* [Provided passage]:

──────────

Monday, August 31, 2009

Raise your hand if you like moving. Anyone? Anyone? No. No one.

I think we can all agree that no one likes moving day. No matter what you do, it is impossible for it to be a happy, positive experience. Especially in Boston. In Boston, September 1 is the worst day in the world in the history of the world especially if you own more than just a toothbrush and a carpet bag worth of clothes. Here are my stories:

Last year, I decided to beat the whole moving crazy nonsense by hiring movers. I booked them months in advance, got a good deal, and felt quite proud of myself for not procrastinating for once. Kudos to me, a hundred pats on the back, and kudos again. The morning of Sept 1, 2008 the bubble I lived in where moving is easy and fun popped.

First, my movers didn't show. I called, they said, "Whooops!" and sent 3 guys over. I am pissed, but calm. Although my seemingly "easy" move was starting out 2 hours delayed, I would not let my feathers ruffle over such a minor detail. Instead, I put my energy into re-cleaning the kitchen floor with a toothbrush (we were told it was not quite clean enough and I was making a point).

Finally, the movers show up and so I show them into the house. In my mind, I imagined movers to be silent and efficient busy bees. My movers were no such thing. First, the complaint was issued that they weren't told there'd be stairs. My response: I was told you'd be here at 8 (as I looked at my wrist indicating it was now 10:30am, um humm). Then, they started loading everything into the truck. It's going well until they decide to head out but had missed about half a dozen boxes of my clothes and shoes-- I shout after them and they come back in mumbling obscenities under their breaths. Awesome. They zip off to Beacon Hill while I get reamed out by my landlady and then cry.

Eventually I make it to the Hill to find they have already started unloading. Lovely. We are back on track... Or are we? All of a sudden a fight breaks out between my head mover and the Boston Transport police. Great. Apparently the street occupency permit that I had to get by visiting 3 different offices on 3 different floors with 3 different checks made out to 3 different departments wasn't valid on my street. Thanks, City of Boston, for the heads-up that my street doesn't allow permits of that nature. I do not flip a lid and instead gently encourage the movers to "Please move your truck around the corner like the lady says" and then I look at the Boston Transport official and say, "I know this isn't your fault, but it is kind of ridiculous." She agreed and wandered off to find other violators.

──────────

* [Problem A]:
Identify every line in the listing below that contains the string "overpass", and copy each of those lines.

* [Rows]:
──────────

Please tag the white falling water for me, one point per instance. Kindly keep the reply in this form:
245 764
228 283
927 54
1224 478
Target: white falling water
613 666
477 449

──────────

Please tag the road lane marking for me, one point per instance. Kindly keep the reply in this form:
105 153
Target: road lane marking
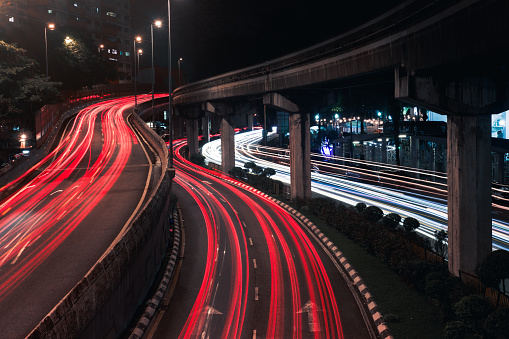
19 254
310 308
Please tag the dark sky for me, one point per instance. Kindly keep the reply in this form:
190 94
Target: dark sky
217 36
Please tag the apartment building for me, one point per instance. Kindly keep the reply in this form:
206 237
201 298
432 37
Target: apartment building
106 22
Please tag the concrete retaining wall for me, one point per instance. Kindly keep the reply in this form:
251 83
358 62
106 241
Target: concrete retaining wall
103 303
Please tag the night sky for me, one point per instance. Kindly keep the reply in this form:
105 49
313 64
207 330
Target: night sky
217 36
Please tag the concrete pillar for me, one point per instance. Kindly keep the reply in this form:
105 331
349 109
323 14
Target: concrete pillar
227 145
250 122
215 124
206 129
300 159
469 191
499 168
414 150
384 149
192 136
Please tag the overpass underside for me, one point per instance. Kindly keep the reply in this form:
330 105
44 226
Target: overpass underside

──────────

* [Problem B]:
In the moving-day post, what time had the movers been told to arrive?

* [Correct result A]:
Please tag the overpass underside for me, one point per instance. Kindly keep the reply in this form:
Target: overpass underside

* [Correct result B]:
At 8.